▶ _EXERCISE DIRECTIONS_:
Could you print the entries below exactly, starting at the line that contains "Excuse me — can you help locate the rocky slope?" and stopping after the last one?

▶ _RECORDS FOR THE TASK_:
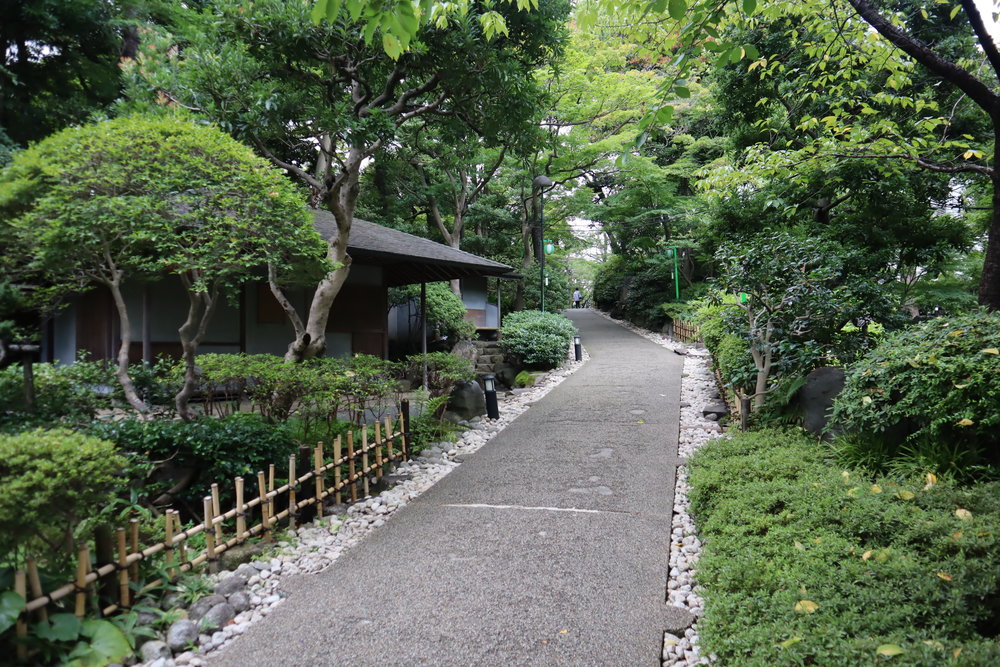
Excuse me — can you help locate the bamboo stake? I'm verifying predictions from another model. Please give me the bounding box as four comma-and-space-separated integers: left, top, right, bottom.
129, 519, 139, 585
26, 559, 47, 623
256, 472, 271, 541
74, 547, 90, 618
268, 463, 276, 493
164, 510, 176, 581
14, 570, 27, 660
203, 496, 218, 574
314, 443, 324, 519
333, 436, 342, 504
399, 407, 409, 458
116, 529, 129, 610
348, 430, 357, 502
362, 425, 370, 498
171, 510, 187, 569
211, 483, 223, 544
235, 476, 246, 542
374, 420, 384, 480
384, 416, 394, 461
288, 454, 297, 530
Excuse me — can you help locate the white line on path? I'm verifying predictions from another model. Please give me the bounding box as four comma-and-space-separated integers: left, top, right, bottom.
442, 503, 602, 514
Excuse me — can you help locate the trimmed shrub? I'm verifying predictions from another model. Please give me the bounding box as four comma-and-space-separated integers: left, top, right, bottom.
690, 428, 1000, 665
830, 312, 1000, 479
405, 352, 474, 399
500, 310, 577, 370
0, 428, 126, 558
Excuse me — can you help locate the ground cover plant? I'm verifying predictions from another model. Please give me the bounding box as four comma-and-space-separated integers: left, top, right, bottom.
689, 428, 1000, 665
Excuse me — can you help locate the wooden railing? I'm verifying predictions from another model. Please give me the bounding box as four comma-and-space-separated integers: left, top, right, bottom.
12, 409, 412, 657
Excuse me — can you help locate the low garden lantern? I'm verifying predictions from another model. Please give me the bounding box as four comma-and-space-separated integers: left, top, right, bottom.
484, 374, 500, 420
573, 334, 582, 362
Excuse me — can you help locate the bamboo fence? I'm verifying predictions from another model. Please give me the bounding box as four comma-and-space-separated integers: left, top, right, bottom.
671, 319, 701, 344
13, 408, 411, 639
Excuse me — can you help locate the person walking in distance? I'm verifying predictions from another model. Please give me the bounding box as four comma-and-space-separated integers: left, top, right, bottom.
573, 288, 582, 309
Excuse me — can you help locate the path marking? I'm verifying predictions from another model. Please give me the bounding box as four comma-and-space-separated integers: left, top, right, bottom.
442, 503, 601, 514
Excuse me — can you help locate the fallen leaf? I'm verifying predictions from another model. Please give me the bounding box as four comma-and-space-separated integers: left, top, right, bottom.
949, 329, 964, 337
862, 550, 873, 561
558, 629, 569, 634
922, 640, 943, 649
874, 549, 892, 563
897, 490, 915, 501
870, 484, 882, 494
936, 572, 953, 581
956, 418, 975, 427
953, 648, 963, 658
951, 532, 964, 541
955, 508, 973, 521
794, 600, 819, 614
812, 538, 821, 544
925, 473, 937, 486
862, 396, 873, 405
841, 471, 850, 483
953, 382, 969, 389
847, 487, 859, 497
876, 643, 904, 657
794, 541, 805, 551
982, 348, 999, 355
977, 531, 991, 537
779, 636, 803, 648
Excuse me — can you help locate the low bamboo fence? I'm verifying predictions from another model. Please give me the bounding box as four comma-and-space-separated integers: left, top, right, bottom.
12, 408, 412, 658
671, 319, 701, 344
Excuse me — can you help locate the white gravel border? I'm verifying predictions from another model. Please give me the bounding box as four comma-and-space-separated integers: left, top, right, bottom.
590, 311, 722, 666
142, 345, 591, 667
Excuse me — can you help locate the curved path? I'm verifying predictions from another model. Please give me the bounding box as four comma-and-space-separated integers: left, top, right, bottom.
212, 310, 687, 666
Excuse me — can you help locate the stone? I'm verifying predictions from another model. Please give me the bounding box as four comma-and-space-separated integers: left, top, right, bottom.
233, 563, 257, 580
160, 591, 184, 611
444, 380, 487, 421
218, 541, 270, 571
166, 619, 200, 653
450, 339, 478, 364
800, 366, 846, 437
200, 602, 236, 631
495, 362, 518, 389
187, 595, 225, 621
663, 607, 696, 635
213, 574, 247, 597
141, 640, 172, 662
673, 344, 688, 355
702, 403, 728, 419
227, 590, 251, 613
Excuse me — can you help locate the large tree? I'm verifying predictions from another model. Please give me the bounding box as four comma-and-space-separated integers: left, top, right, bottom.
0, 115, 323, 417
121, 0, 569, 360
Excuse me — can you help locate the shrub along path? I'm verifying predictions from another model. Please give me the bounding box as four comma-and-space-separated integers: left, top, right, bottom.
211, 309, 687, 665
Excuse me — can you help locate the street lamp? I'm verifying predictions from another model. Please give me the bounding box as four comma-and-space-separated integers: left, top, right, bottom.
533, 174, 554, 312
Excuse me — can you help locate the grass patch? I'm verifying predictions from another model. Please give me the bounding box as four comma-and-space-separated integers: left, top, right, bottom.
689, 428, 1000, 665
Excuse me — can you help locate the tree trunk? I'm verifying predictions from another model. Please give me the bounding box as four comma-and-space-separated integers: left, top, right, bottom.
175, 284, 219, 420
105, 277, 147, 413
981, 139, 1000, 310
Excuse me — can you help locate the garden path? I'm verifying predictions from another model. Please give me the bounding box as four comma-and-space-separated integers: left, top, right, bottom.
211, 309, 687, 666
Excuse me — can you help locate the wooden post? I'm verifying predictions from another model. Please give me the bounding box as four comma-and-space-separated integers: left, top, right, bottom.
116, 529, 129, 610
128, 519, 139, 585
174, 511, 187, 569
256, 471, 271, 541
26, 559, 47, 623
268, 463, 276, 493
400, 400, 410, 458
383, 416, 393, 462
211, 483, 223, 544
314, 443, 324, 519
288, 454, 297, 530
74, 547, 90, 618
235, 477, 246, 542
14, 570, 27, 660
347, 430, 357, 502
203, 496, 218, 573
333, 436, 342, 504
362, 425, 370, 498
374, 421, 384, 480
740, 396, 751, 431
94, 525, 115, 610
164, 510, 176, 581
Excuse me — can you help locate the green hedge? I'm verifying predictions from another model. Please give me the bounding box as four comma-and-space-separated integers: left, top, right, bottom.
499, 310, 577, 370
689, 429, 1000, 665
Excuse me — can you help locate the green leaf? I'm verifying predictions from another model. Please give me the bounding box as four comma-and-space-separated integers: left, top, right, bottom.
668, 0, 687, 21
310, 0, 328, 24
674, 86, 691, 98
35, 613, 82, 642
744, 44, 759, 60
876, 643, 905, 657
950, 5, 961, 20
0, 591, 25, 634
79, 619, 131, 664
651, 0, 668, 13
743, 0, 758, 15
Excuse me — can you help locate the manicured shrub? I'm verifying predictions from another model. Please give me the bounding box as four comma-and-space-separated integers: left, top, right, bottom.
499, 310, 577, 370
405, 352, 474, 399
89, 413, 297, 506
0, 428, 126, 559
830, 312, 1000, 479
689, 428, 1000, 665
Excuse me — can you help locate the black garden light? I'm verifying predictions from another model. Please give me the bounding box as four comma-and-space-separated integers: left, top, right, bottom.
484, 374, 500, 420
573, 334, 582, 362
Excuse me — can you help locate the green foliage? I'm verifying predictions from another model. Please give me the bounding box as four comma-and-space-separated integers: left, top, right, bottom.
500, 310, 577, 370
0, 429, 125, 560
389, 282, 476, 344
689, 428, 1000, 665
0, 359, 112, 433
830, 312, 1000, 480
406, 394, 462, 451
520, 261, 572, 313
88, 413, 297, 506
24, 614, 133, 667
405, 352, 474, 400
513, 371, 536, 388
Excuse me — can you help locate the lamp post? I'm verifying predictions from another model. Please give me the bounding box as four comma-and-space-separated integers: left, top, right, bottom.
573, 334, 582, 362
666, 247, 681, 301
532, 174, 554, 312
483, 374, 499, 420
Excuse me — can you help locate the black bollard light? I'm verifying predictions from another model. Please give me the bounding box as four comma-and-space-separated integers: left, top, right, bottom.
484, 374, 500, 420
573, 334, 582, 362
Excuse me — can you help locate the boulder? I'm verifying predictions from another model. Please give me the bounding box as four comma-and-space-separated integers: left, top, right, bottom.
166, 619, 200, 653
140, 640, 172, 662
200, 602, 236, 631
187, 594, 225, 621
799, 366, 846, 437
227, 590, 251, 614
702, 403, 729, 419
214, 574, 248, 597
495, 363, 518, 389
450, 339, 478, 364
445, 381, 486, 421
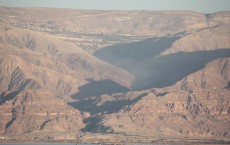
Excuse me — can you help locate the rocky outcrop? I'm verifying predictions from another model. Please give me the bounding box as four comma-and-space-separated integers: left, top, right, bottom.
101, 89, 230, 140
0, 89, 85, 134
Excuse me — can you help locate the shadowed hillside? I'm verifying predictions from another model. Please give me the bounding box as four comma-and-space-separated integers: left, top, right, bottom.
71, 79, 130, 100
94, 36, 180, 74
95, 38, 230, 89
134, 48, 230, 89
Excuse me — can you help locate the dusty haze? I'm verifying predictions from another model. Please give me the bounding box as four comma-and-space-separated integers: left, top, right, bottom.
0, 7, 230, 144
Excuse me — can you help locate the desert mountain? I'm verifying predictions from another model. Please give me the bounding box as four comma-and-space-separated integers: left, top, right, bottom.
0, 7, 229, 143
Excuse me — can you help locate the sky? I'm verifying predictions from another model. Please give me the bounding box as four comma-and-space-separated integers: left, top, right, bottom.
0, 0, 229, 13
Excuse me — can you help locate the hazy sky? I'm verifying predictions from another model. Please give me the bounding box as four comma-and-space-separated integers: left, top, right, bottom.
0, 0, 229, 13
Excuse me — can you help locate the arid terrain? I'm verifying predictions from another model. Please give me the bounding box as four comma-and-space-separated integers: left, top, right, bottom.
0, 7, 230, 144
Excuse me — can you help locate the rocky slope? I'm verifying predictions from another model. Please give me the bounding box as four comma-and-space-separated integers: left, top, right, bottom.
0, 89, 85, 134
0, 23, 133, 134
172, 58, 230, 91
99, 89, 230, 140
0, 7, 230, 143
89, 56, 230, 142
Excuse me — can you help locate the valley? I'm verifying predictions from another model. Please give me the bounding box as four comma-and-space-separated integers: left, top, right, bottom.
0, 7, 230, 144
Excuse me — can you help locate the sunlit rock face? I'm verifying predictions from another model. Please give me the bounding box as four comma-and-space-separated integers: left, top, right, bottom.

▶ _SOLUTION TO THE PROBLEM_:
Excuse me — can you help locate the rocky slope? I'm verifying predictions from another model. Please give me the bounding box as four comma-and-space-separated integers: left, top, right, bottom.
0, 89, 85, 134
0, 23, 133, 134
172, 58, 230, 91
99, 89, 230, 140
0, 7, 230, 143
89, 56, 230, 142
Excuse me — can you help locate the valley? I'm verifying predictions from another model. Please give me the bounding box as four comma-and-space-separated integers: left, top, right, bottom.
0, 7, 230, 144
Excuse me — can you help locate the sunlit rock face? I'm verifying predictions from another model. Please give me the bounding box as four comma-and-space-separated integers: left, top, right, bottom.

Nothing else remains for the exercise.